ÉNONCÉ 1
D'après l'article sur la reconstruction de Beyrouth, combien de jours a duré la visite de la délégation ?
ÉNONCÉ 2
Dans l'article sur la reconstruction de Beyrouth, recopiez le passage qui commence par les mots « Le chantier de » et s'achève après « financier et institutionnel. », en changeant « entrepreneurs » en « investisseurs ».
ÉNONCÉ 3
Comment traduire en anglais cette phrase de l'article sur la reconstruction de Beyrouth : « Programmée depuis plusieurs mois, cette visite a été longtemps ajournée, notamment en raison de la crise sanitaire mondiale. » ?
━━ TEXTE FOURNI
À Beyrouth, une délégation du MEDEF se penche sur la reconstruction

En mission de reconnaissance, la task force Ville durable a conclu hier une visite de trois jours visant à observer le terrain. Elle a fait le point hier lors d’une conférence de presse à la Résidence des Pins.

À Beyrouth, une délégation du MEDEF se penche sur la reconstruction

Le président de la Task Force Ville durable du Mouvement des entreprises de France à l’international (MEDEF international), Gérard Wolf, hier à la Résidence des Pins. Photo P.H.B.

Le chantier de la reconstruction du port de Beyrouth et des quartiers environnants, détruits le 4 août dernier par une terrible double explosion meurtrière, continue d’attirer les entrepreneurs, malgré la passe catastrophique que traverse le Liban sur les plans économique, financier et institutionnel.

Alors que plusieurs acteurs se sont déjà positionnés depuis le printemps avec des propositions ciblant le chantier dans sa globalité ou certaines de ses composantes, une délégation d’entreprises dépêchée sous l’égide de la « task force Ville durable » du Mouvement des entreprises de France à l’international (Medef international, une des associations liées à l’organisation patronale française) a conclu hier une visite de trois jours visant à étudier le terrain et à « rendre audible » une certaine approche de la reconstruction de la ville. Programmée depuis plusieurs mois, cette visite a été longtemps ajournée, notamment en raison de la crise sanitaire mondiale.

Lors d’un point presse hier soir à la Résidence des Pins à Beyrouth, le président de la task force Gérard Wolf est revenu sur cette mission de reconnaissance dont le but affiché est de proposer des projets pour faire de Beyrouth une « ville portuaire durable », un concept qui « rentre dans le domaine d’expertise » de l’association. « Il y a eu un progrès par rapport (à la période qui a directement suivi l’explosion) : plus personne ne dit qu’il faut commencer par réparer le port (…). On ne peut pas réparer les quais sans réparer la ville », a-t-il déclaré. Soulignant l’importance pour son organisation que les chantiers soient confiés par le biais d’appels d’offres transparents, il a cependant indiqué que le lancement des projets n’était pas « pour demain matin », en faisant référence aux « conditions politiques au sens large » dans le pays. Il n’a enfin pas précisé de date concernant un éventuel retour de la délégation au Liban. Interrogé sur le fait que les entreprises françaises ne sont pas les seules ni les premières à avoir proposé une autre vision pour reconstruire le port et la ville, Gérard Wolf a simplement souligné le fait que les approches étaient « différentes ».
━━━━
━━ DONNÉES FOURNIES
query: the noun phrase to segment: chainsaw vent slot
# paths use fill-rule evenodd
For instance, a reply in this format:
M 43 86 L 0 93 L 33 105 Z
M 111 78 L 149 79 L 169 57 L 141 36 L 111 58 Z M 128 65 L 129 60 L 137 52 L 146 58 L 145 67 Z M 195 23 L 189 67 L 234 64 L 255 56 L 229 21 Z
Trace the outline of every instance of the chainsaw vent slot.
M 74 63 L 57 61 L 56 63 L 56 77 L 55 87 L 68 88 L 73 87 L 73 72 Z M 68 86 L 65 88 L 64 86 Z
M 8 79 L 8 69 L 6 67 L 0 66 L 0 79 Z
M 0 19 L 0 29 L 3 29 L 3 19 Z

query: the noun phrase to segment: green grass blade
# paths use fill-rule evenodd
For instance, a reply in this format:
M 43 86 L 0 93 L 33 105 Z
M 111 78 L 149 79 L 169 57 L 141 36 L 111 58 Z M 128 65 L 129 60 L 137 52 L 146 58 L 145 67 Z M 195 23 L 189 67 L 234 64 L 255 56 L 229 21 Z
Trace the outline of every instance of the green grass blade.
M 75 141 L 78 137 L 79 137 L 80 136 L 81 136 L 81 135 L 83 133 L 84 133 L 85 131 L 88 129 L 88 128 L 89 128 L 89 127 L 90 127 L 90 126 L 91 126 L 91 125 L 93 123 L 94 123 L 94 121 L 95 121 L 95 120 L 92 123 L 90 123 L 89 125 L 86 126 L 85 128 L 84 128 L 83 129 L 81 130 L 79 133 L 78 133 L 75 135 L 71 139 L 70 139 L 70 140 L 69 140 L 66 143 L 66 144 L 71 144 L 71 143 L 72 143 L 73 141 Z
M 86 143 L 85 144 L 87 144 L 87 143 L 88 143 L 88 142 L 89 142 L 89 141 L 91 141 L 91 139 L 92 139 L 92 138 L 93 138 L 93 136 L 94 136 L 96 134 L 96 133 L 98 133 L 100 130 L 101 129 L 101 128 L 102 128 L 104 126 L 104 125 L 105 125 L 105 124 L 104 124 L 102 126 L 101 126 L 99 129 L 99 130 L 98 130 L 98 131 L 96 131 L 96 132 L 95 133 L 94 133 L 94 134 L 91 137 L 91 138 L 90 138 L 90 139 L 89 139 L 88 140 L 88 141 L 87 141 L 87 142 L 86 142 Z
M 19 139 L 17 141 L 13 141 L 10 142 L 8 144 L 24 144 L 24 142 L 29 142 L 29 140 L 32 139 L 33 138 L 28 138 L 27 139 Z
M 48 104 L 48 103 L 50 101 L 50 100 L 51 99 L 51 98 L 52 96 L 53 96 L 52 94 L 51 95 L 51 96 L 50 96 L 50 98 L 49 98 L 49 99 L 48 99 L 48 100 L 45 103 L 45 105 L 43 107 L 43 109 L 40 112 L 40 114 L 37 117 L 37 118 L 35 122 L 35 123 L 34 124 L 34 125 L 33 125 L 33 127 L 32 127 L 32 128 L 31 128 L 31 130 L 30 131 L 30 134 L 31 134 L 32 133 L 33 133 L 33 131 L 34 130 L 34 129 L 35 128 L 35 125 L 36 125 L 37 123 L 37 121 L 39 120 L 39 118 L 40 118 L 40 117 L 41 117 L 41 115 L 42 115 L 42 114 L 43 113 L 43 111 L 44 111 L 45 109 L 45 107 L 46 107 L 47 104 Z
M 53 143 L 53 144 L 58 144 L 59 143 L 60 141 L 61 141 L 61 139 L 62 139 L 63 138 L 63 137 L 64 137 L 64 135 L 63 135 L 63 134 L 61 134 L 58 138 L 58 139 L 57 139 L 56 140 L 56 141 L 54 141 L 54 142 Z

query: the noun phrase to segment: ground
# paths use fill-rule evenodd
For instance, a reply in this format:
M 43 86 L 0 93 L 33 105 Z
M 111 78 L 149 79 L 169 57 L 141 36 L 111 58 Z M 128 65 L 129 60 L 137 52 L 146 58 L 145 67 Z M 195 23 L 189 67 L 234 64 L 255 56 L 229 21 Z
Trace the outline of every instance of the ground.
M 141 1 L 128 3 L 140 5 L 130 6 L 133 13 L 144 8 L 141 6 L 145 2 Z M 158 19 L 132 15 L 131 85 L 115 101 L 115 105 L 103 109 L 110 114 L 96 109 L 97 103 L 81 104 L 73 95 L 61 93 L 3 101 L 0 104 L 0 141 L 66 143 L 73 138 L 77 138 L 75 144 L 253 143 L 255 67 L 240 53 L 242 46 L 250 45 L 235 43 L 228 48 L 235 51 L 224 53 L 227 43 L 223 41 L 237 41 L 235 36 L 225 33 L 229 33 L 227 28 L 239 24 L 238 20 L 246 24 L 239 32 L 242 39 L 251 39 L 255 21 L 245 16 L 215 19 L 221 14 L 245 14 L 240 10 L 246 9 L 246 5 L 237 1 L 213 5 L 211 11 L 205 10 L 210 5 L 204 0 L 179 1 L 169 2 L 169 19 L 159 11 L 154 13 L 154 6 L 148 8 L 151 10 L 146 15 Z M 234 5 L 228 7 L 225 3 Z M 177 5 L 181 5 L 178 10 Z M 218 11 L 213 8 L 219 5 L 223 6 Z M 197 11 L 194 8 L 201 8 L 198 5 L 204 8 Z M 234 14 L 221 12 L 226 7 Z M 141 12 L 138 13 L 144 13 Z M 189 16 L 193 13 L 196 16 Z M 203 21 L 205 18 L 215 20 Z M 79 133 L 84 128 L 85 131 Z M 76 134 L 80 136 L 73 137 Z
━━━━
RÉPONSE 1
Trois jours.

RÉPONSE 2
Le chantier de la reconstruction du port de Beyrouth et des quartiers environnants, détruits le 4 août dernier par une terrible double explosion meurtrière, continue d’attirer les investisseurs, malgré la passe catastrophique que traverse le Liban sur les plans économique, financier et institutionnel.

RÉPONSE 3
Planned for several months, this visit was postponed for a long time, notably because of the global health crisis.